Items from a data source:
***
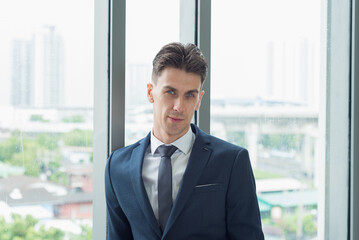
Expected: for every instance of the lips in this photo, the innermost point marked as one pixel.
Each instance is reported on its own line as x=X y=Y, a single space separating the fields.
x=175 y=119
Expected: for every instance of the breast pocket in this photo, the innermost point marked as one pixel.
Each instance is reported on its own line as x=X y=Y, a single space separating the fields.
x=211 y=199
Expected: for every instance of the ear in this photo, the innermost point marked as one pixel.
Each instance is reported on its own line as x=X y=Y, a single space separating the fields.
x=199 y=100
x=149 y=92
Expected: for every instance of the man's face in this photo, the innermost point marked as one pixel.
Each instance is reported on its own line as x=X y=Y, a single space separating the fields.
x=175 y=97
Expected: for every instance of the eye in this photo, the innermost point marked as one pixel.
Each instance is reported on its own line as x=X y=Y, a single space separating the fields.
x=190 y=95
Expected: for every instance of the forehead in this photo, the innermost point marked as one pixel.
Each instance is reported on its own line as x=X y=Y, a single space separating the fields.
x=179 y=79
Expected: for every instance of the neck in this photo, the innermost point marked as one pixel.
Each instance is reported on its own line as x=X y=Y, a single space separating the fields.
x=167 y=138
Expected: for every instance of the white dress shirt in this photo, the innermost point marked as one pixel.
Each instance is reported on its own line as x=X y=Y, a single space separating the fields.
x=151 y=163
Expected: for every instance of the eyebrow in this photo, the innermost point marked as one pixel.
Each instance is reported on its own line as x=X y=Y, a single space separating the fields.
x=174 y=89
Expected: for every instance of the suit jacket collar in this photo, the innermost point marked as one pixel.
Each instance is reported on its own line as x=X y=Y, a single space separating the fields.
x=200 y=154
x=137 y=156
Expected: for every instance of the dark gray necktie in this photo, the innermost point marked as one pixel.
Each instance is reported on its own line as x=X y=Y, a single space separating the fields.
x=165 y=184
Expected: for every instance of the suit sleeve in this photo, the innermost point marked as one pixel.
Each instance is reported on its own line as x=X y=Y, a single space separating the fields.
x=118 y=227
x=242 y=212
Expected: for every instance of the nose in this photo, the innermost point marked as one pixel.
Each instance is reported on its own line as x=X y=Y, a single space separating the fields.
***
◆ **Goal**
Please put each line of the records above into a Markdown table with the columns Row and Line, numbering the rows and omitting blank lines. Leave the pictures out.

◆ **Right answer**
| Row | Line |
|---|---|
| 1 | Expected: for every instance of the lips in this photo, the innermost point marked as one pixel. |
| 2 | Each instance is reported on its own line as x=X y=Y, a single space separating the fields. |
| 3 | x=175 y=119 |
| 4 | Expected: for every instance of the breast pocket in this photo, the innermost point marked as one pixel. |
| 5 | Each instance is reported on its own line as x=X y=Y, a single space separating the fields. |
| 6 | x=211 y=199 |
| 7 | Expected: for every instance of the ear in this photo, the innermost point marked as one pixel. |
| 8 | Each instance is reported on its own line as x=X y=Y, a single space separating the fields. |
| 9 | x=199 y=100 |
| 10 | x=149 y=92 |
| 11 | Expected: for every instance of the man's face in this photo, the innermost point marked as one pixel. |
| 12 | Each instance is reported on its own line as x=X y=Y, a single space separating the fields. |
| 13 | x=175 y=97 |
| 14 | Expected: for every instance of the eye in this photo, the innermost point marked as one pixel. |
| 15 | Each instance is reported on its own line as x=X y=Y, a single space separating the fields. |
| 16 | x=190 y=95 |
| 17 | Expected: for every instance of the forehead in this photo, the innermost point marked as one pixel. |
| 18 | Each instance is reported on its own line as x=X y=Y, a single space separating the fields. |
| 19 | x=179 y=79 |
| 20 | Expected: for every instance of the neck in this photo, the innermost point marked as one pixel. |
| 21 | Each instance is reported on its own line as x=X y=Y, a single space separating the fields. |
| 22 | x=167 y=138 |
| 23 | Expected: for every instance of the white dress shirt in this photo, the innermost point marked as one pixel. |
| 24 | Each instance is reported on its own line as x=X y=Y, a single space separating the fields. |
| 25 | x=151 y=163 |
| 26 | Expected: for every instance of the eyebrow in this photo, the innermost point marked as one pixel. |
| 27 | Each instance is reported on its own line as x=X y=Y, a single space separating the fields. |
| 28 | x=174 y=89 |
| 29 | Expected: for every instance of the suit jacket collar in this photo, the innermost point marked as one pixel. |
| 30 | Each instance is reported on its own line as x=X y=Y, a single space separating the fields. |
| 31 | x=200 y=154 |
| 32 | x=137 y=156 |
| 33 | Expected: for every instance of the dark gray necktie in this photo, the innermost point marked as one pixel. |
| 34 | Each instance is reported on its own line as x=X y=Y, a single space separating the fields. |
| 35 | x=165 y=184 |
| 36 | Expected: for every instance of the suit sleeve in this photo, the innermost point marked as one pixel. |
| 37 | Each instance is reported on its own line as x=X y=Y, a single space separating the fields. |
| 38 | x=118 y=227 |
| 39 | x=242 y=212 |
| 40 | Expected: for every instance of the nose in this photo, the innermost point marked as one pixel. |
| 41 | Each instance is reported on its own line as x=X y=Y, a single space separating the fields. |